Pero bueno, dejemos que Goytisolo nos ponga al tanto de Larva.
Para los interesados (y osados) en leer fragmentos de esta obra, vaya al texto incluido en este mismo número: Julian Ríos, LARVA.
(I.G.)

Saludar a estas alturas el nacimiento de Larva como un acontecimiento sería una perogrullada: pocas obras en la reciente historia o historieta española han suscitado antes de salir tantas expectativas, provocado admiraciones tan entusiastas, ocasionado tantos recelos y hecho correr tanta tinta. Desde la aparición de sus primeros fragmentos, hace ya una decena de años, la novela en marcha de Julián Ríos ha creado poco a poco, en España, Latinoamérica y los medíos hispanistas de Europa y Estados Unidos, núcleos de lectores minuciosos y atentos, apasionados de una empresa difícil y estimulante que, conforme transcurrían los años, aumentaba el número de pasajes impresos, mantenía en suspenso la percepción de la compleja estructura de su fábrica y se convertía en una leyenda.
El desafío que planteaba justificaba ciertamente dicha expectación: el monstruoso alumbramiento por entregas de Larva arramblaba, en efecto, durante las convulsiones del trance, con los hitos y mojones fronterizos que delimitaban el territorio de la narrativa.
--
• **Problema planteado**: Extrae, por favor, del texto sobre Larva el pasaje literal que va desde "El desafío que" hasta "de la narrativa.". El material procede de una fuente distinta a la del texto.

• **Datos extraídos**:
--
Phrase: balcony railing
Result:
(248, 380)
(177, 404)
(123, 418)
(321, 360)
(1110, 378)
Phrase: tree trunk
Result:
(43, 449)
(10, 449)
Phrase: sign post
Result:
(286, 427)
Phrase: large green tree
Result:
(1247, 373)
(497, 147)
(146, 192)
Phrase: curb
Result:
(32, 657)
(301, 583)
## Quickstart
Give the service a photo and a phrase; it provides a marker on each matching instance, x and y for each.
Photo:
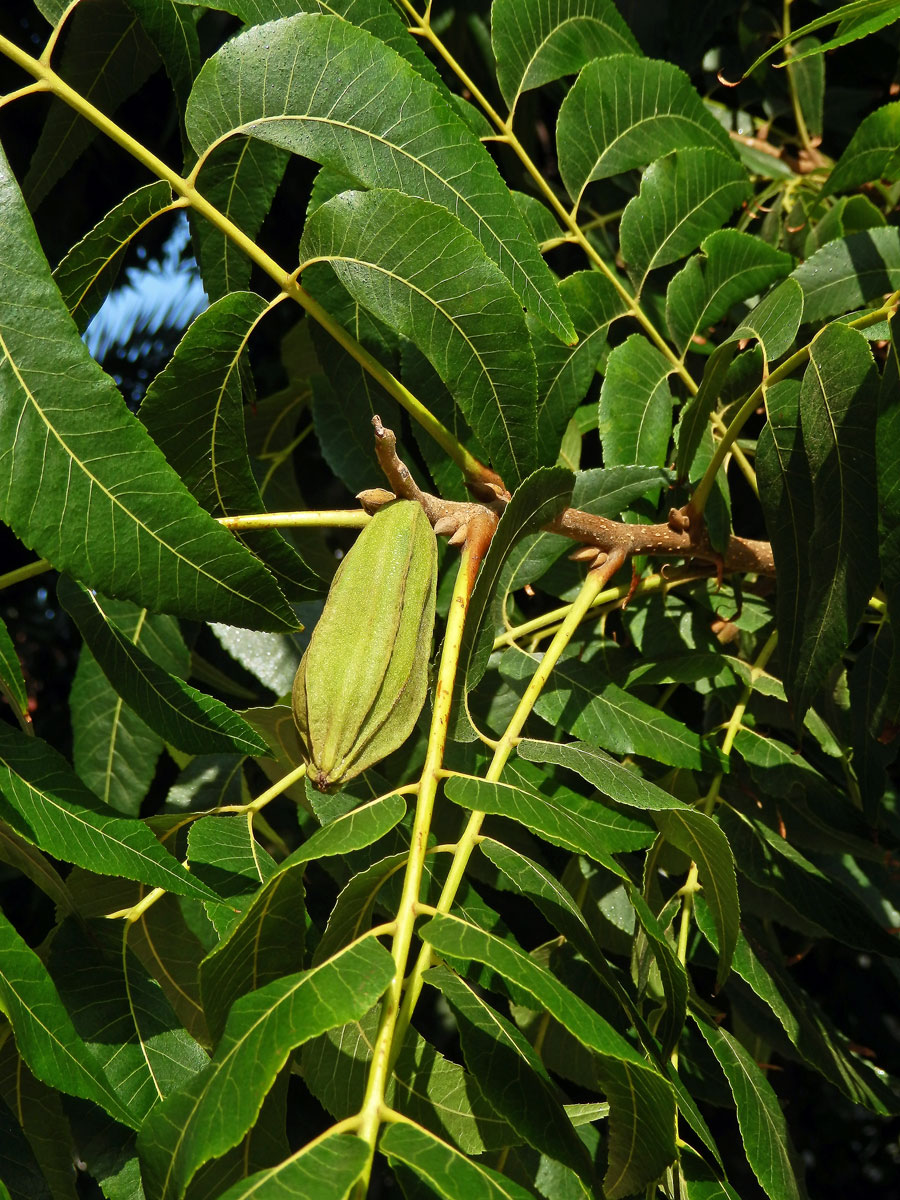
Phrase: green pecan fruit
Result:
(363, 681)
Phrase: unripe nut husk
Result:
(363, 681)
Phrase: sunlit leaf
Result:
(850, 273)
(447, 1173)
(215, 1110)
(43, 1030)
(683, 198)
(396, 137)
(325, 1170)
(180, 714)
(193, 411)
(87, 274)
(857, 19)
(47, 804)
(535, 43)
(436, 287)
(82, 483)
(647, 109)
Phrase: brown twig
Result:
(683, 535)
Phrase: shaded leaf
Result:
(240, 179)
(325, 1170)
(583, 826)
(12, 682)
(436, 287)
(396, 138)
(267, 942)
(857, 19)
(691, 831)
(47, 804)
(763, 1129)
(648, 109)
(807, 1026)
(683, 198)
(786, 498)
(564, 373)
(189, 719)
(193, 411)
(871, 151)
(539, 499)
(352, 913)
(820, 901)
(425, 1085)
(838, 412)
(215, 1110)
(599, 712)
(226, 856)
(807, 67)
(699, 837)
(447, 1173)
(106, 58)
(79, 471)
(510, 1074)
(43, 1030)
(42, 1132)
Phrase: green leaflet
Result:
(641, 1102)
(179, 713)
(535, 43)
(45, 1033)
(649, 109)
(683, 198)
(215, 1110)
(47, 804)
(439, 291)
(193, 411)
(77, 469)
(378, 144)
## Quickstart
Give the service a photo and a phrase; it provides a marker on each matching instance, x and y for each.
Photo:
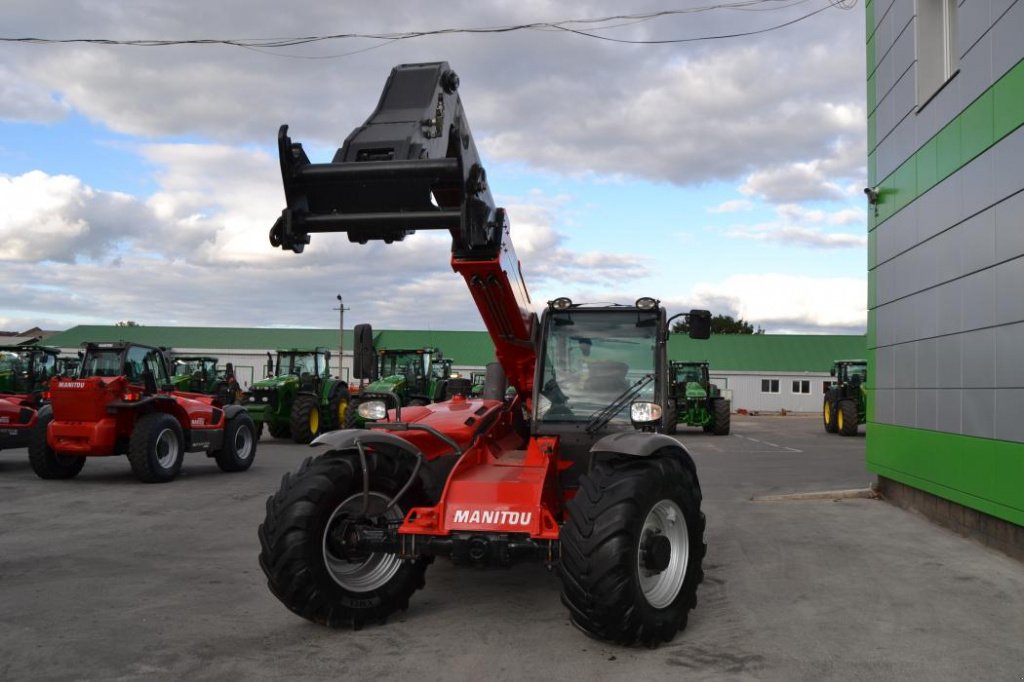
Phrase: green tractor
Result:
(694, 400)
(407, 377)
(200, 374)
(845, 406)
(26, 371)
(298, 397)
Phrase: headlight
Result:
(373, 410)
(645, 412)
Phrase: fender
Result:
(231, 410)
(432, 474)
(641, 443)
(346, 439)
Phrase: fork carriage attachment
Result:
(413, 165)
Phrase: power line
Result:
(567, 26)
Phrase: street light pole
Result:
(341, 332)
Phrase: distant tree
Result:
(721, 325)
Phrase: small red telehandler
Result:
(122, 402)
(569, 468)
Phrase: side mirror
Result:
(364, 357)
(699, 322)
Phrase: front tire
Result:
(47, 464)
(307, 570)
(305, 421)
(846, 421)
(619, 582)
(156, 449)
(338, 411)
(239, 450)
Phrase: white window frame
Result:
(935, 46)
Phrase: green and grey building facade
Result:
(945, 334)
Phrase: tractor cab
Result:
(689, 380)
(200, 374)
(415, 375)
(194, 373)
(306, 366)
(604, 368)
(850, 372)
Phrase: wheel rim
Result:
(377, 568)
(662, 588)
(243, 442)
(167, 449)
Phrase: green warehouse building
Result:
(945, 335)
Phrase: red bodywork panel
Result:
(13, 426)
(503, 482)
(93, 414)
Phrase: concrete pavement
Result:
(103, 578)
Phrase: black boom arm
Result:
(413, 165)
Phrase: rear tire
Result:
(47, 464)
(722, 417)
(305, 421)
(156, 449)
(828, 416)
(306, 571)
(847, 418)
(611, 591)
(239, 450)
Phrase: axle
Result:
(355, 541)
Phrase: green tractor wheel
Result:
(337, 411)
(846, 418)
(828, 417)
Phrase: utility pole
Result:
(341, 332)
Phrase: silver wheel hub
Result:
(243, 443)
(663, 554)
(167, 448)
(369, 571)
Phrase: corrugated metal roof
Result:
(768, 352)
(736, 352)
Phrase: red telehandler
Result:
(569, 468)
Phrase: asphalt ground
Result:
(102, 578)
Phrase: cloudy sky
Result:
(140, 182)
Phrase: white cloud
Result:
(732, 206)
(809, 237)
(781, 303)
(25, 99)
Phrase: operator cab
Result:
(603, 367)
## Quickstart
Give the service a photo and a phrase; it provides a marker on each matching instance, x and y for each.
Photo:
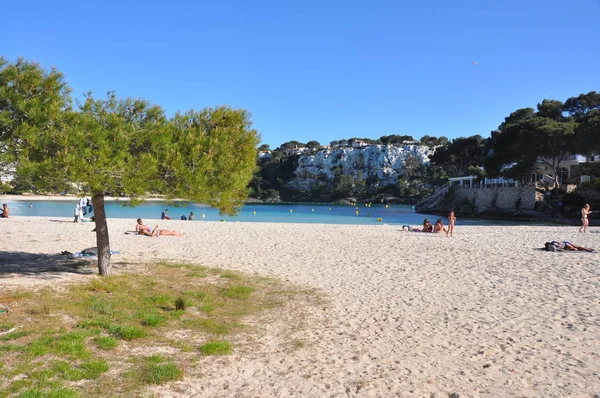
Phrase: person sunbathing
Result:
(142, 229)
(165, 232)
(566, 245)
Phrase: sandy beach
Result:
(483, 314)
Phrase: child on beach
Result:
(451, 220)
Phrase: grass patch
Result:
(106, 342)
(68, 345)
(51, 393)
(219, 347)
(17, 334)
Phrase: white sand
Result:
(483, 314)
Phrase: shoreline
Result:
(486, 313)
(68, 198)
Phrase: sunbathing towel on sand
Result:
(559, 246)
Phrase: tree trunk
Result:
(104, 267)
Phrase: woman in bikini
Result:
(451, 220)
(584, 221)
(439, 226)
(142, 229)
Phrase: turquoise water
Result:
(281, 213)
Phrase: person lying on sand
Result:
(142, 229)
(566, 245)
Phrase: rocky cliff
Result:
(381, 164)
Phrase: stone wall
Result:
(501, 198)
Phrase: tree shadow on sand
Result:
(45, 266)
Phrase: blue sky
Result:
(321, 70)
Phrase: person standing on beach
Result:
(584, 221)
(78, 212)
(4, 213)
(451, 220)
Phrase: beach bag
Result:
(554, 247)
(90, 251)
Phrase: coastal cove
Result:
(311, 213)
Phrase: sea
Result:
--
• **Respuesta esperada**:
El desafío que planteaba justificaba ciertamente dicha expectación: el monstruoso alumbramiento por entregas de Larva arramblaba, en efecto, durante las convulsiones del trance, con los hitos y mojones fronterizos que delimitaban el territorio de la narrativa.